[Listing of labeled boxes]
+--
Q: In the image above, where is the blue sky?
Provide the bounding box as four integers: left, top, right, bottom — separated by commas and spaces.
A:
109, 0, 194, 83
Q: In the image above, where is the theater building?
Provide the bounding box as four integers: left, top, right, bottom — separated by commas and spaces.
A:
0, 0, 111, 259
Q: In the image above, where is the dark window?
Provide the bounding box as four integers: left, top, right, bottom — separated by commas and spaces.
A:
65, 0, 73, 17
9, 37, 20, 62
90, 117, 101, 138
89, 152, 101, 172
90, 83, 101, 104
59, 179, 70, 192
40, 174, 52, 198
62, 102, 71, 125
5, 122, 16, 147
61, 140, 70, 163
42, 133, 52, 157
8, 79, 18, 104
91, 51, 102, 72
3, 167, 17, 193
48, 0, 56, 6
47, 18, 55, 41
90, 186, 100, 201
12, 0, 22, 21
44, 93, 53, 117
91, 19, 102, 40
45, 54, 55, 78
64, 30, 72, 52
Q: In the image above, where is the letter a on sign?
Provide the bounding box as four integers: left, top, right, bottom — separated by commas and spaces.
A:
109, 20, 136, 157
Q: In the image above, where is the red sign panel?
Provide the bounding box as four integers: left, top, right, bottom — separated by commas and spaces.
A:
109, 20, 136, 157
+--
◆ **WHAT IS REQUIRED**:
Reproduce the stretch of the listing above from its beginning through the line containing "64, 30, 72, 52", including both ends and all requests, but rescale every coordinate in the answers by a factor of 1.05, rounding to whole numbers with halves rounded up.

◆ **SOLUTION FOR THIS TASK**:
Q: In the image above, where is the blue sky?
Provide the bounding box as four integers: left, top, right, bottom — separated by commas and spaces.
A:
114, 0, 204, 87
Q: In the image above, where is the theater building?
Provide the bounding box as four integers: left, top, right, bottom — separated by commas and spaces.
A:
0, 0, 117, 272
Q: In the image above, where is the dark window?
Provide the bounding box as four integers: left, top, right, bottom — separated by commas and spaces.
A:
68, 0, 77, 18
9, 39, 21, 65
95, 123, 106, 145
93, 160, 106, 181
95, 87, 106, 109
62, 188, 74, 202
42, 183, 55, 208
65, 107, 75, 131
5, 128, 17, 154
64, 147, 74, 171
44, 140, 55, 165
8, 83, 19, 109
96, 54, 107, 76
3, 175, 18, 203
50, 0, 59, 6
49, 19, 58, 43
95, 195, 105, 211
13, 0, 23, 22
46, 98, 56, 123
96, 20, 107, 42
47, 57, 58, 82
67, 32, 76, 55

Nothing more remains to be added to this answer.